» **Extracted text**:
#####

- A new report found that nearly two-thirds of the US population are living paycheck to paycheck.
- The percentage is down slightly from March, but is part of an upward trend as living costs outpace wage growth.
- CEOs are warning that consumers' savings are going to run out as inflation rises.
As inflation continues to rise, it's impacting the spending power of consumers across the income spectrum.
A new report from PYMNTS.com and LendingClub found that nearly two-thirds of the US population — about 157 million adults — are living paycheck to paycheck. Compared to a year ago, that's up 9 percentage points from 52% in April 2021 to 61% in April 2022.
Although the 61% in April is a slight decrease from the 64% of consumers living paycheck to paycheck in March 2022, it's part of an upwards trend of consumers living paycheck to paycheck as the cost of living outpaces wage growth.
The report also found that 36% of high-income consumers, those making $250,000 or more annually, are among those living paycheck to paycheck. But, the report made the distinction between two categories of consumers living paycheck to paycheck: those who can pay their bills, and those who cannot.

#####

(Dataset entries)
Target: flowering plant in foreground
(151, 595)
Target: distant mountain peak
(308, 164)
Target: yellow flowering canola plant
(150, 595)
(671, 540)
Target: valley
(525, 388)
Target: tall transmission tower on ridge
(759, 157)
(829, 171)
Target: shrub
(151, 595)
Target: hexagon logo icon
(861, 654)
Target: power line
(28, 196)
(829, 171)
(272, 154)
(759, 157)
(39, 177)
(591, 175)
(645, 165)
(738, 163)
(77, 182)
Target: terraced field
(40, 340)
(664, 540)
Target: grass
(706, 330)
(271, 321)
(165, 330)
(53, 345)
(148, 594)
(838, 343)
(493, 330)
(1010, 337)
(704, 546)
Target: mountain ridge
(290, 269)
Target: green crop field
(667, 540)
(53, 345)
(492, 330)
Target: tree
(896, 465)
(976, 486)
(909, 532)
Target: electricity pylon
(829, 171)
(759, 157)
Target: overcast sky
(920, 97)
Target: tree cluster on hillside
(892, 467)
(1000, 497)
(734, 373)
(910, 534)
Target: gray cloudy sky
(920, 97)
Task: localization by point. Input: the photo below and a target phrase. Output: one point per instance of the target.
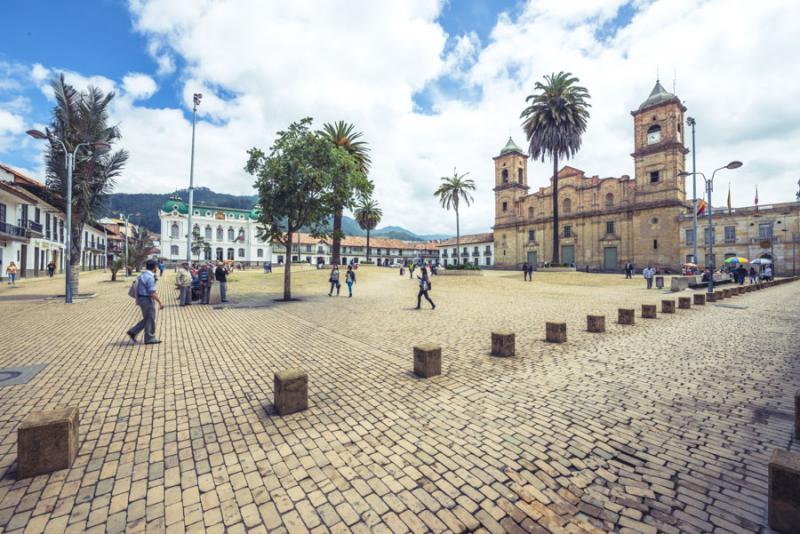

#####

» **Required actions**:
**A.** Decide whether each statement agrees with the article on living paycheck to paycheck, answering yes or no and quoting the deciding words: (i) The share of consumers living paycheck to paycheck rose from March 2022 to April 2022. (ii) About 157 million adults are living paycheck to paycheck. (iii) The report counts consumers making $250,000 or more annually as high-income.
**B.** According to the article on living paycheck to paycheck, what percentage of high-income consumers live paycheck to paycheck?
**C.** Summarize the article on living paycheck to paycheck in two sentences.

» **Solved tasks**:
**A.**
(i) No: "the 61% in April is a slight decrease from the 64% of consumers living paycheck to paycheck in March 2022"
(ii) Yes: "about 157 million adults — are living paycheck to paycheck"
(iii) Yes: "high-income consumers, those making $250,000 or more annually"

**B.** 36%

**C.** A report from PYMNTS.com and LendingClub found that 61% of US adults, about 157 million people, were living paycheck to paycheck in April 2022, up from 52% a year earlier, though down slightly from 64% in March. The report describes an upward trend as the cost of living outpaces wage growth, and it found that 36% of consumers making $250,000 or more annually also live paycheck to paycheck.